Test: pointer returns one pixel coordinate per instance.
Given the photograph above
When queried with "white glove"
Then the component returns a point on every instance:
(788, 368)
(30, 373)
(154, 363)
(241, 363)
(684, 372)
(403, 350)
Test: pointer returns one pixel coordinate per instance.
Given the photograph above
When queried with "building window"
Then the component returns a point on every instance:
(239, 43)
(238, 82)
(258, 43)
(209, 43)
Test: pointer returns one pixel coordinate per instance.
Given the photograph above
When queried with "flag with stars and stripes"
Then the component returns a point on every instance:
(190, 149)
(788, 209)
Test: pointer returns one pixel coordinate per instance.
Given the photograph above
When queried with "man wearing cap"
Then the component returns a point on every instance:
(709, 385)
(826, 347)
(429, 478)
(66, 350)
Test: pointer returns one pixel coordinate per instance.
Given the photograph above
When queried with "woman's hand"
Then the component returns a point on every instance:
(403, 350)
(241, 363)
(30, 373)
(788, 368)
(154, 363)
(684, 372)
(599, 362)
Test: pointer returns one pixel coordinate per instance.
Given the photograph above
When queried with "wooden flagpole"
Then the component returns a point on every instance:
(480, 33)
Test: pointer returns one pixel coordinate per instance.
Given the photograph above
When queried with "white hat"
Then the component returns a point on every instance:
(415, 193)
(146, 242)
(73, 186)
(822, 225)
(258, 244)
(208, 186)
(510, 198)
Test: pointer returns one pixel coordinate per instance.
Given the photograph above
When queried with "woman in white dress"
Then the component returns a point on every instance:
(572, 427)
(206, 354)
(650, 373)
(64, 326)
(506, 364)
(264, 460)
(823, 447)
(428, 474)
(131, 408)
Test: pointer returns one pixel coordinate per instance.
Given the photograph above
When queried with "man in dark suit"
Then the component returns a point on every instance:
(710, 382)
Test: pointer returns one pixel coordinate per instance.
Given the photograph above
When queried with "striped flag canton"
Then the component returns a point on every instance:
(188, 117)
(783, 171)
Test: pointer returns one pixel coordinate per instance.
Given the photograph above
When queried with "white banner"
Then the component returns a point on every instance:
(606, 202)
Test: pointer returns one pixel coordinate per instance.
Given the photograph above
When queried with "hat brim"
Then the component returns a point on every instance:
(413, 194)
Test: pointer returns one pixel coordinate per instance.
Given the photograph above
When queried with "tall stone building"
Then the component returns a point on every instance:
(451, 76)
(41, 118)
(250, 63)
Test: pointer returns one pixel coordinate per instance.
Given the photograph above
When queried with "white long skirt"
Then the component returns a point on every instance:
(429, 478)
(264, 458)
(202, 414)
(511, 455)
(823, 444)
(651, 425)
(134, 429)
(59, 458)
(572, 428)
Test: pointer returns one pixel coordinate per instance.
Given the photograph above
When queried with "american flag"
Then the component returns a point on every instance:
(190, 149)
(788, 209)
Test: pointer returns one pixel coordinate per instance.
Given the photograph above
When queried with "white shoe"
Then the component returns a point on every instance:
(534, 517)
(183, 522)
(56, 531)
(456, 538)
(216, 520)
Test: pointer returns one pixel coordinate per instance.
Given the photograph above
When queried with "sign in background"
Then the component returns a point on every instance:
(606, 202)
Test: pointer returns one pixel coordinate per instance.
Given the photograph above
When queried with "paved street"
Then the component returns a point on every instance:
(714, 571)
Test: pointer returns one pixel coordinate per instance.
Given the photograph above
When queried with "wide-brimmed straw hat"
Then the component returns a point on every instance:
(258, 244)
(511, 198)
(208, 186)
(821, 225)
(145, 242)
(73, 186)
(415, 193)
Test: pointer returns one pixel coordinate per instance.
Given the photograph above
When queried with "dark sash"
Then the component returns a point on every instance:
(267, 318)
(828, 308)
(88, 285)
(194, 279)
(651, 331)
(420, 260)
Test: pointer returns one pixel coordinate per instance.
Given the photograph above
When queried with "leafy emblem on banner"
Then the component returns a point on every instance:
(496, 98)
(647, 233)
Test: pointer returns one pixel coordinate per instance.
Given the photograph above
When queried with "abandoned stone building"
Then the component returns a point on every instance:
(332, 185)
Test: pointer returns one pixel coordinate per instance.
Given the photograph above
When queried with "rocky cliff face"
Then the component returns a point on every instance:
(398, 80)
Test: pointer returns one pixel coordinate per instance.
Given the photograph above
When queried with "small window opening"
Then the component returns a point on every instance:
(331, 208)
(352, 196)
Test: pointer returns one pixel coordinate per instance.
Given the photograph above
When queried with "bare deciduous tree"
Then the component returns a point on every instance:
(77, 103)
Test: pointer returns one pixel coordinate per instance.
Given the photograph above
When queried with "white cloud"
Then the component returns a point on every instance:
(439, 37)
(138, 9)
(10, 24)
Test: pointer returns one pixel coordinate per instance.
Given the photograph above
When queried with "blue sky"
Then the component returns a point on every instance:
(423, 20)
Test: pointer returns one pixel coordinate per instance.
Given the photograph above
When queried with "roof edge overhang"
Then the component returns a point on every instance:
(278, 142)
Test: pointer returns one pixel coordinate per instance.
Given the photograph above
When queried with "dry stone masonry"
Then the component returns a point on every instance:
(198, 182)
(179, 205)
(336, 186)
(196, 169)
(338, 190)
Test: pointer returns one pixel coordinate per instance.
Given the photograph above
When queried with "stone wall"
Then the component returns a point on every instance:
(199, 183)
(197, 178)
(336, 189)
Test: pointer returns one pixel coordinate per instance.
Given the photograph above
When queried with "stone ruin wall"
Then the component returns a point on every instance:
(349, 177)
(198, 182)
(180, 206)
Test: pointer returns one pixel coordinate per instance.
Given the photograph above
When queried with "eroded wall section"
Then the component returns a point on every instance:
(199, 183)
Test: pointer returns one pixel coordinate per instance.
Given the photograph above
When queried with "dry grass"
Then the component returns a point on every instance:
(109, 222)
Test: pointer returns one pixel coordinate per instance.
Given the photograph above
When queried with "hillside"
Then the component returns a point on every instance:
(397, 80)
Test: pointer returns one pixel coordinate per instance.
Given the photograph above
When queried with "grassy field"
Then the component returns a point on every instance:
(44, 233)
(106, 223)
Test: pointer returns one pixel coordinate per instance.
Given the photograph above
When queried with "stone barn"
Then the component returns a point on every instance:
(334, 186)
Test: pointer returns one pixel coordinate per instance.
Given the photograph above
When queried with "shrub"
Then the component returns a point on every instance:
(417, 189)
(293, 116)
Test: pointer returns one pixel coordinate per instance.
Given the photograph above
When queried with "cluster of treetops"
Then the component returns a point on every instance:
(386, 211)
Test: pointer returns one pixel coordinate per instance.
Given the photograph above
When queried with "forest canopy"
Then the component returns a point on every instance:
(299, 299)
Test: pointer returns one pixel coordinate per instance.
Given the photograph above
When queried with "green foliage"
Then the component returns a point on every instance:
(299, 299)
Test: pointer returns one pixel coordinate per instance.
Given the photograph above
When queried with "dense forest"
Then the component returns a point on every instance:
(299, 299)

================================

The request: Could you reproduce every record above exactly as it appears?

Exercise result:
Test: pointer returns one pixel coordinate per instance.
Given the photograph above
When queried with "white glove"
Then the component returns a point on every instance:
(788, 368)
(30, 373)
(154, 363)
(241, 363)
(684, 372)
(403, 350)
Test: pointer returns one pixel coordinate per instance.
Given the photograph above
When queried with "building window"
Then the component returns a point on every instance:
(239, 43)
(238, 82)
(258, 43)
(209, 43)
Test: pointer returns one pixel coordinate per instance.
Given the photograph above
When queried with "flag with stars and stripes"
Then the component returns a point on every instance:
(190, 149)
(788, 209)
Test: pointer returns one pixel coordinate per instance.
Given the photograph above
When queried with "man wearing cap"
Then the component returns a point on every instance:
(709, 385)
(826, 347)
(429, 478)
(66, 350)
Test: pointer returns one pixel coordinate per instance.
Given the photograph above
When queried with "woman's hand"
Then the component returns a point on every instance:
(403, 350)
(241, 363)
(30, 373)
(788, 368)
(154, 363)
(684, 372)
(599, 362)
Test: pointer returns one pixel coordinate per instance.
Given the photograph above
When queried with "wooden flagpole"
Then the component returns a point on every instance:
(480, 33)
Test: pointer returns one pixel coordinate per instance.
Given the photograph above
When queried with "white hat"
Then the component returns a point on every instance:
(415, 193)
(146, 242)
(73, 186)
(822, 225)
(258, 244)
(208, 186)
(510, 198)
Test: pointer returns one pixel coordinate per instance.
Given the photograph above
When queried with "woman in white dress"
Then the component returns a point on every instance:
(572, 427)
(206, 354)
(650, 373)
(64, 326)
(506, 364)
(264, 460)
(823, 447)
(428, 474)
(131, 408)
Test: pointer returns one pixel coordinate per instance.
Given the photograph above
When queried with "man in dark suit"
Then the component returns a point on every instance:
(710, 382)
Test: pointer returns one pixel coordinate per instance.
Given the photograph above
When queried with "striped flag canton"
Then the component returns a point on every instance:
(188, 117)
(783, 171)
Test: pointer returns one pixel coordinate per instance.
Given the photograph above
When queried with "white banner"
Then the component returns a point on every instance:
(606, 202)
Test: pointer returns one pixel coordinate per instance.
Given the photograph above
When queried with "hat brim"
Then the component returns a point on every instance:
(413, 194)
Test: pointer returns one pixel coordinate per instance.
Given the photograph above
When queried with "tall stone building"
Then the component returns a point on every instance:
(451, 76)
(41, 118)
(250, 63)
Test: pointer returns one pixel coordinate per instance.
Given the photograph above
When queried with "white long skirt"
Then the component returns a point on every instance:
(429, 478)
(264, 458)
(202, 414)
(511, 455)
(823, 444)
(651, 425)
(134, 429)
(59, 458)
(572, 428)
Test: pointer returns one pixel coordinate per instance.
Given the photograph above
When queried with "american flag"
Then the component returns a point on every instance:
(190, 149)
(788, 209)
Test: pointer returns one pixel coordinate per instance.
Given the photograph above
When queried with "white shoe"
Then the component returns a point on every instance:
(534, 517)
(183, 522)
(56, 531)
(456, 538)
(216, 520)
Test: pointer returns one pixel coordinate per instance.
Given the photograph above
When queried with "sign in background"
Then the component returns a point on every instance:
(606, 202)
Test: pointer returns one pixel coordinate per instance.
Given the photograph above
When queried with "paved street"
Then the component returns a point on every instance:
(714, 571)
Test: pointer returns one pixel coordinate per instance.
Given the photograph above
When queried with "wide-brimmed straw hat"
Then the component returns a point on every instance:
(258, 244)
(511, 198)
(208, 186)
(821, 225)
(145, 242)
(73, 186)
(415, 193)
Test: pointer returns one pixel coordinate per instance.
Given the photograph above
When queried with "dark sash"
Then the component returns a point on every instance:
(267, 318)
(828, 308)
(88, 285)
(194, 279)
(651, 331)
(420, 260)
Test: pointer returns one pixel coordinate per instance.
Given the photograph above
When queried with "leafy emblem on banner"
Then the component returns a point on every instance:
(496, 98)
(647, 233)
Test: pointer returns one pixel coordinate per instance.
Given the photograph above
When queried with "abandoned stone building"
Then the component returns a point on every instance:
(332, 185)
Test: pointer returns one pixel coordinate per instance.
Given the photograph above
When queried with "rocky cliff face"
Then the component returns a point on every instance:
(398, 80)
Test: pointer returns one pixel coordinate per instance.
Given the photograph above
When queried with "small window opening"
Then the component returns a point on every instance:
(331, 208)
(352, 196)
Test: pointer returns one pixel coordinate per instance.
Given the photograph above
When queried with "bare deciduous tree"
Then the component returns a point on every instance:
(77, 103)
Test: pointer returns one pixel coordinate per instance.
Given the photograph above
When queried with "white cloud"
Then the component returns a point on every instance:
(439, 37)
(138, 9)
(10, 24)
Test: pointer returns one pixel coordinate per instance.
Given the photograph above
When queried with "blue sky"
Then the component returns a point on every instance:
(423, 20)
Test: pointer returns one pixel coordinate per instance.
Given the photograph above
When queried with "roof edge overhang"
Then the component returns a point on every instance:
(278, 142)
Test: pointer returns one pixel coordinate per instance.
Given the photograph above
When queried with "dry stone masonry"
Then the component returns a point on every instance:
(198, 182)
(179, 205)
(336, 186)
(196, 169)
(338, 190)
Test: pointer returns one pixel coordinate per instance.
Given the photograph above
When queried with "stone wall"
Then the component returns a point on every instance:
(199, 183)
(197, 178)
(336, 189)
Test: pointer returns one pixel coordinate per instance.
Given the photograph above
When queried with "stone ruin wall"
Then the component returns a point on every instance:
(349, 177)
(198, 182)
(180, 206)
Test: pointer returns one pixel coordinate per instance.
Given the photograph above
When queried with "eroded wall section"
Then the component returns a point on every instance:
(199, 183)
Test: pointer returns one pixel coordinate per instance.
Given the photograph above
When queried with "dry grass"
Then the component returns a point on every instance:
(109, 222)
Test: pointer returns one pixel coordinate per instance.
Given the photograph above
When queried with "hillside"
Then the component returns a point on every instance:
(397, 80)
Test: pointer returns one pixel coordinate per instance.
Given the photograph above
When queried with "grassy field"
Then the component returns a point on every instance:
(44, 233)
(106, 223)
Test: pointer returns one pixel coordinate per instance.
Given the photograph above
When queried with "stone barn"
Then the component returns a point on every instance:
(334, 186)
Test: pointer returns one pixel coordinate per instance.
Given the photograph above
When queried with "shrub"
Then the component returns a point on every instance:
(417, 189)
(293, 116)
Test: pointer returns one pixel coordinate per instance.
Given the photograph above
When queried with "cluster of treetops"
Then the component returns a point on every instance:
(386, 211)
Test: pointer returns one pixel coordinate per instance.
Given the photograph above
When queried with "forest canopy"
Then the component returns a point on every instance:
(299, 299)
Test: pointer returns one pixel coordinate per instance.
Given the photograph above
When queried with "green foliage"
Then the component returns a point on every instance:
(299, 299)
Test: pointer returns one pixel coordinate per instance.
Given the photograph above
When queried with "dense forest"
Then the component returns a point on every instance:
(299, 299)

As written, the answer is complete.